• Your objective: Put the lines of the data below into a numbered list, starting at the line that contains "For the photo above, indicate every instance of the dark" and ending with the line that contains "column 75, row 193", both included, with any blank lines dropped. List no other lines.

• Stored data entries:
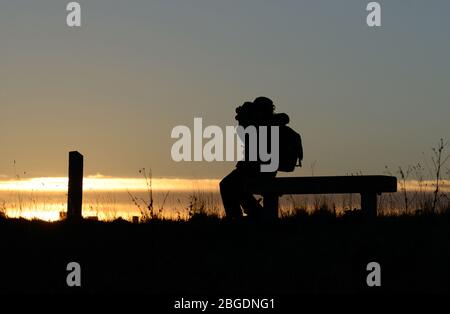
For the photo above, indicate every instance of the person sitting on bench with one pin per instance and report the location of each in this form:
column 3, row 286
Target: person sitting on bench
column 260, row 112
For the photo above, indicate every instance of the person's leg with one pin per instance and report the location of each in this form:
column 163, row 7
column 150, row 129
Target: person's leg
column 230, row 191
column 252, row 207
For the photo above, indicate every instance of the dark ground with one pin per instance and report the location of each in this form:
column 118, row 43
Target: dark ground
column 301, row 255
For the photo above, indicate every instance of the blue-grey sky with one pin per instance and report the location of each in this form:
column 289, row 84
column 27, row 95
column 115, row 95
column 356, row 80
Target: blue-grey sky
column 113, row 89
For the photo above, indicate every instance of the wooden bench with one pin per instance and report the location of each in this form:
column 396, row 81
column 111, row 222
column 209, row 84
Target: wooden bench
column 368, row 186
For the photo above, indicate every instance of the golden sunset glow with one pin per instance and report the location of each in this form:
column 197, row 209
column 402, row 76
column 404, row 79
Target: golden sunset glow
column 101, row 183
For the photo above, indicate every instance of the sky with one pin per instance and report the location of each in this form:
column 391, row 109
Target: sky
column 113, row 89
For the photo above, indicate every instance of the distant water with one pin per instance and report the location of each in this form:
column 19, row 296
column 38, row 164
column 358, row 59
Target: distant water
column 106, row 200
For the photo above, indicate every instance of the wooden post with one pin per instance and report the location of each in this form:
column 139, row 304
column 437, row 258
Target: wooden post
column 270, row 206
column 369, row 204
column 75, row 193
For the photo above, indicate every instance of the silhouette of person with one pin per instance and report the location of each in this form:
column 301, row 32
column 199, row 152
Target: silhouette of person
column 235, row 198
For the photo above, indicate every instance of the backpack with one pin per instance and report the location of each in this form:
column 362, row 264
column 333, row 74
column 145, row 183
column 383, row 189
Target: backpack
column 291, row 149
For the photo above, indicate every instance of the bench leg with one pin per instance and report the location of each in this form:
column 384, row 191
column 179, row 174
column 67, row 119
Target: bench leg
column 369, row 204
column 270, row 206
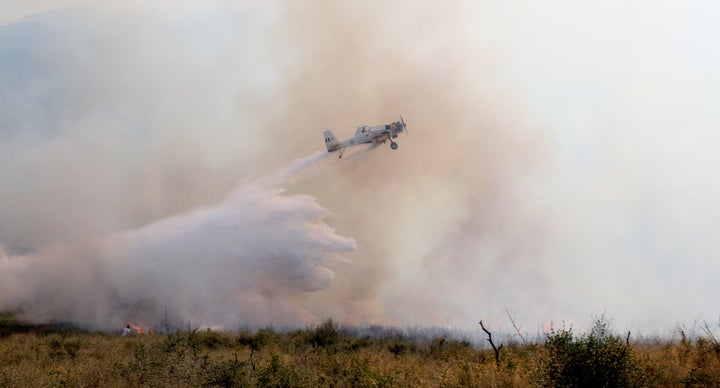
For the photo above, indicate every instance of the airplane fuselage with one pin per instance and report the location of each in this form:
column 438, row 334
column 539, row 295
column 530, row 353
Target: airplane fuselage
column 364, row 134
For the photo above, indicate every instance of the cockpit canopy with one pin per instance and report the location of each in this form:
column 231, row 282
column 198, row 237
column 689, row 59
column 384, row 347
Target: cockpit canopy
column 362, row 129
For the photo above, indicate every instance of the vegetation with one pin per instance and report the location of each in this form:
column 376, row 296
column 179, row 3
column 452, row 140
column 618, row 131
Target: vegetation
column 332, row 355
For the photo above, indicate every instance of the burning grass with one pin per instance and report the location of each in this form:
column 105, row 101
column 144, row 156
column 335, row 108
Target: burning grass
column 330, row 355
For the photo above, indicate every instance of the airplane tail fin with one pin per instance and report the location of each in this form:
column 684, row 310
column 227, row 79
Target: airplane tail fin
column 331, row 142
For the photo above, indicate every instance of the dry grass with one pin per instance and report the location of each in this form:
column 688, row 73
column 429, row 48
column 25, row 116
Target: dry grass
column 319, row 357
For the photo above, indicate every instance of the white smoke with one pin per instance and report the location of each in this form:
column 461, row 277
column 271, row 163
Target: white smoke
column 243, row 261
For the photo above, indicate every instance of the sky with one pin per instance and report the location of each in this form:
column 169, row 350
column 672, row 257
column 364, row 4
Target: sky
column 559, row 163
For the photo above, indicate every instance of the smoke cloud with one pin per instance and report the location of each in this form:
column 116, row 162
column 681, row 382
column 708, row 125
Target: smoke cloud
column 239, row 262
column 559, row 162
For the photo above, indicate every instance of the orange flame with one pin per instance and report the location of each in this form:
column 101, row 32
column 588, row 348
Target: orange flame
column 140, row 328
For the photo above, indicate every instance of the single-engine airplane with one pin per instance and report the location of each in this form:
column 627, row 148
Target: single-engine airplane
column 364, row 134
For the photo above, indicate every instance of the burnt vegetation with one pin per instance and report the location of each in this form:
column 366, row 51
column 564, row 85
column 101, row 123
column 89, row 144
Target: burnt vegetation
column 329, row 354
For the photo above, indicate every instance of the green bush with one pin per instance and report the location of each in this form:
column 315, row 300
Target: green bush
column 598, row 359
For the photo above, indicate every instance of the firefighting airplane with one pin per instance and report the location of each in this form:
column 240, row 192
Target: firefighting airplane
column 364, row 134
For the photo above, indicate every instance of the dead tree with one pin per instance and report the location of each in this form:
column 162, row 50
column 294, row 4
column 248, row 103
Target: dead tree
column 496, row 349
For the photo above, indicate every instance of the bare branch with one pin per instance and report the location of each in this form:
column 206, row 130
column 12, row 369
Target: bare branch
column 496, row 349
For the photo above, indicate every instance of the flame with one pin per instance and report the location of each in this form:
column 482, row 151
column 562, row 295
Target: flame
column 140, row 328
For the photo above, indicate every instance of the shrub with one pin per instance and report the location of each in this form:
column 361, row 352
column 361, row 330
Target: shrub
column 598, row 359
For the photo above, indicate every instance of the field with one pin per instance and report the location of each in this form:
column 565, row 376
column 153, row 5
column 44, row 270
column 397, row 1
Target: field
column 332, row 355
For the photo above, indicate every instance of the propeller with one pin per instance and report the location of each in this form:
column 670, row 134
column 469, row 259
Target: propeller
column 404, row 125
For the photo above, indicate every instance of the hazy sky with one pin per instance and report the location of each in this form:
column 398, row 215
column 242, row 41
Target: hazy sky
column 560, row 164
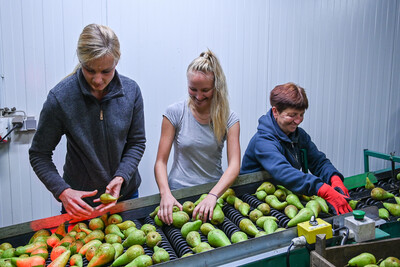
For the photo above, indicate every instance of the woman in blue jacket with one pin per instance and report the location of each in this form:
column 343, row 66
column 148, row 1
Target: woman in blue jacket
column 277, row 146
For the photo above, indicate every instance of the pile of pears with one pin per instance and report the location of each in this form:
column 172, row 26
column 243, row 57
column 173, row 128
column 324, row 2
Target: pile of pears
column 368, row 259
column 106, row 240
column 381, row 194
column 282, row 199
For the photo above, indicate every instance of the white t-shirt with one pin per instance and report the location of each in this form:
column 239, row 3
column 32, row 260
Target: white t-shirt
column 197, row 155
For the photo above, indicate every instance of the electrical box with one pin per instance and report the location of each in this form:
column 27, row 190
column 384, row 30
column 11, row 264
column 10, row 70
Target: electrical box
column 311, row 228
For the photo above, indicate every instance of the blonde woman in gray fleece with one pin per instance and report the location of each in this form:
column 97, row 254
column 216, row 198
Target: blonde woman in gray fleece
column 198, row 128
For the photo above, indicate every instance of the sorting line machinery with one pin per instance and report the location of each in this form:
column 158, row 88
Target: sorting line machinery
column 139, row 209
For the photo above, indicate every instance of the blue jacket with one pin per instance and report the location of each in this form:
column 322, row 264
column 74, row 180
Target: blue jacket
column 104, row 138
column 272, row 150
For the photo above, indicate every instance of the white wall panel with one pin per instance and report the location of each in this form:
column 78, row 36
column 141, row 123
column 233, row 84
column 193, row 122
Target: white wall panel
column 344, row 53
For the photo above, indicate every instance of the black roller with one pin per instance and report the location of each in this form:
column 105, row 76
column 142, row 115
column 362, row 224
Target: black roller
column 164, row 242
column 252, row 200
column 177, row 241
column 232, row 214
column 228, row 227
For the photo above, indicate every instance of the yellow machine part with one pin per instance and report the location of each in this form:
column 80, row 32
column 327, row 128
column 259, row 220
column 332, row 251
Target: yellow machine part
column 310, row 231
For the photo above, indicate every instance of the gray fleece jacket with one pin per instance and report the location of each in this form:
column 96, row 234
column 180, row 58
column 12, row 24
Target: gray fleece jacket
column 104, row 138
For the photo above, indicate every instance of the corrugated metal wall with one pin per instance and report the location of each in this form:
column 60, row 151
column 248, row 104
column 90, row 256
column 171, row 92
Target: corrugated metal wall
column 344, row 53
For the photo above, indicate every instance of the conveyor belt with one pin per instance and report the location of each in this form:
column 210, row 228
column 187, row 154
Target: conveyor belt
column 172, row 240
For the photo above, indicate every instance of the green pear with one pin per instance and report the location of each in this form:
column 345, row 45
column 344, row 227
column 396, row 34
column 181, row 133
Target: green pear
column 291, row 211
column 294, row 200
column 154, row 212
column 303, row 215
column 280, row 194
column 205, row 228
column 260, row 221
column 238, row 236
column 114, row 219
column 274, row 202
column 260, row 195
column 88, row 245
column 129, row 255
column 287, row 191
column 179, row 218
column 322, row 203
column 237, row 203
column 112, row 238
column 119, row 249
column 264, row 208
column 190, row 226
column 268, row 187
column 217, row 238
column 394, row 209
column 244, row 209
column 142, row 260
column 260, row 233
column 5, row 245
column 228, row 192
column 203, row 246
column 160, row 255
column 369, row 184
column 126, row 224
column 247, row 226
column 390, row 262
column 380, row 194
column 193, row 238
column 157, row 221
column 270, row 226
column 113, row 229
column 96, row 224
column 231, row 199
column 218, row 215
column 314, row 206
column 255, row 214
column 129, row 230
column 153, row 238
column 188, row 207
column 137, row 237
column 362, row 260
column 41, row 232
column 96, row 234
column 147, row 228
column 76, row 260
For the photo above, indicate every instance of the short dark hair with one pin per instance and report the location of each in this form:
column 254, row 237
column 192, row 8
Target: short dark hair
column 288, row 95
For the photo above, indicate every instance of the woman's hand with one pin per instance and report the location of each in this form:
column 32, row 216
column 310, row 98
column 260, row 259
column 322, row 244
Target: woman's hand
column 73, row 203
column 113, row 188
column 165, row 212
column 205, row 208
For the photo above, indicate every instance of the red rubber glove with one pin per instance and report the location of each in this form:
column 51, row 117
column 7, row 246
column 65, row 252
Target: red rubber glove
column 338, row 185
column 334, row 198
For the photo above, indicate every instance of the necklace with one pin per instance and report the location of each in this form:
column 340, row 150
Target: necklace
column 200, row 117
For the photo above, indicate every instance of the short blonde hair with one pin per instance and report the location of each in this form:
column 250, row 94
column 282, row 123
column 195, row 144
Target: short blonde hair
column 96, row 41
column 208, row 62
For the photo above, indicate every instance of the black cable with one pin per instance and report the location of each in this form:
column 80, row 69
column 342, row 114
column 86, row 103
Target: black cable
column 344, row 239
column 12, row 129
column 288, row 254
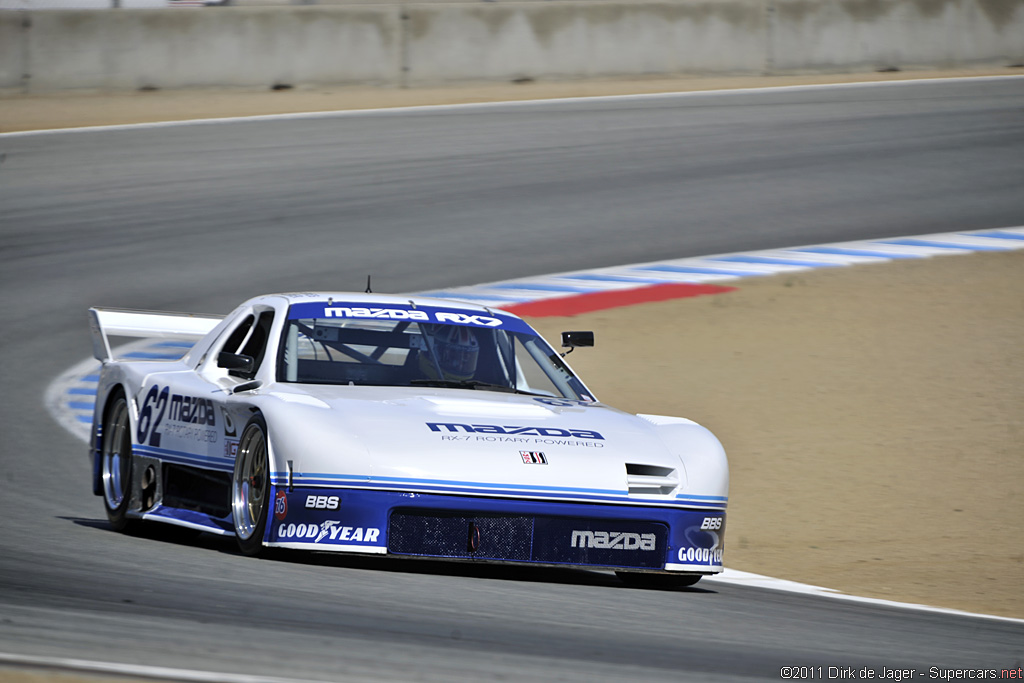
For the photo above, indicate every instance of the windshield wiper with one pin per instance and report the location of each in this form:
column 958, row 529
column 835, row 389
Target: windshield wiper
column 470, row 384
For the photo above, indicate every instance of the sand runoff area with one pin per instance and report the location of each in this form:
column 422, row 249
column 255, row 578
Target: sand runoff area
column 873, row 415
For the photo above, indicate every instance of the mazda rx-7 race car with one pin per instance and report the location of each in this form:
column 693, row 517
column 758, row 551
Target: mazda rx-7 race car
column 363, row 423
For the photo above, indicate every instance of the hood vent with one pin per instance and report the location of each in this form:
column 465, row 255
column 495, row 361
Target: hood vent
column 650, row 479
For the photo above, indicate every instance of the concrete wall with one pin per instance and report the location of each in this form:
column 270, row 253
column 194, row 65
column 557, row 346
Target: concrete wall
column 419, row 44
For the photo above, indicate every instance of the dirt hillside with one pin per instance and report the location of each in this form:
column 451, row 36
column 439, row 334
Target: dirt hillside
column 873, row 417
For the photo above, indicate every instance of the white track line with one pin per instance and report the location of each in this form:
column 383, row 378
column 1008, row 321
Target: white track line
column 162, row 673
column 520, row 102
column 736, row 578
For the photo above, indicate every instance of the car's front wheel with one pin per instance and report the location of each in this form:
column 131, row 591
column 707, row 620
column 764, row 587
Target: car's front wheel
column 251, row 487
column 116, row 463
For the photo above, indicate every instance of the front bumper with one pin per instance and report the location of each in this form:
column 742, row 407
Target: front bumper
column 493, row 529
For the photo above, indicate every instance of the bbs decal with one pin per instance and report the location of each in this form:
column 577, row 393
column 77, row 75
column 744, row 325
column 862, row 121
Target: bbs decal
column 160, row 403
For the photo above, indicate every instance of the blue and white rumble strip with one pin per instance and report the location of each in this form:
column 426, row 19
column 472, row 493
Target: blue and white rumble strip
column 72, row 395
column 725, row 267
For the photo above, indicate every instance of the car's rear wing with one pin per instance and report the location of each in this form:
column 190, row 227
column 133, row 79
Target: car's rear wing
column 107, row 323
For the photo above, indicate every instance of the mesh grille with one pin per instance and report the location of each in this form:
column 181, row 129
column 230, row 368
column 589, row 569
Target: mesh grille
column 527, row 539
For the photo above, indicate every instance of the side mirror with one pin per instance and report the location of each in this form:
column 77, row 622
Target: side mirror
column 571, row 340
column 237, row 365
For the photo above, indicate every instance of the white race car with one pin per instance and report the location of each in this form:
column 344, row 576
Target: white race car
column 365, row 423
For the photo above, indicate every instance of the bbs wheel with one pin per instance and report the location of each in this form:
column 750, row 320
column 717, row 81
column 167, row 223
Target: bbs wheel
column 251, row 487
column 116, row 463
column 642, row 580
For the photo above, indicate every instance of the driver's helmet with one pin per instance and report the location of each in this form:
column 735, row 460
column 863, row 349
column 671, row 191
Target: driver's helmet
column 457, row 349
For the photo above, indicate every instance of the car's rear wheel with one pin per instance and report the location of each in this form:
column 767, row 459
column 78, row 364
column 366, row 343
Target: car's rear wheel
column 643, row 580
column 116, row 463
column 251, row 487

• Problem solution:
1. For the photo above, indicate every instance of the dark ground with one pin per instance and report the location of each in this form:
2. column 118, row 43
3. Target: dark ground
4. column 301, row 255
5. For the photo above, indicate every instance of the blue-grey sky with one pin per instance and report the location of each in this form:
6. column 289, row 84
7. column 27, row 95
8. column 115, row 95
9. column 356, row 80
10. Target: blue-grey sky
11. column 113, row 89
12. For the photo above, indicate every instance of the wooden bench with one pin per instance and report the location of each in this form:
13. column 396, row 81
14. column 111, row 222
15. column 209, row 84
16. Target: wooden bench
17. column 368, row 186
18. For the photo above, indicate every instance of the golden sunset glow with one pin per instance and report the location of each in this form:
19. column 197, row 209
20. column 402, row 76
21. column 404, row 79
22. Target: golden sunset glow
23. column 101, row 183
24. For the photo above, indicate every instance of the sky with one pin per instance and report the location of each in this form:
25. column 391, row 109
26. Target: sky
27. column 113, row 89
28. For the photo above, indicate every instance of the distant water with one pin per instance and report the location of each in this form:
29. column 19, row 296
30. column 38, row 164
31. column 358, row 59
32. Target: distant water
33. column 106, row 200
34. For the photo above, indicate every instance of the wooden post with one pin per instance and report the location of each in this form:
35. column 139, row 304
36. column 437, row 258
37. Target: wooden post
38. column 270, row 206
39. column 369, row 204
40. column 75, row 193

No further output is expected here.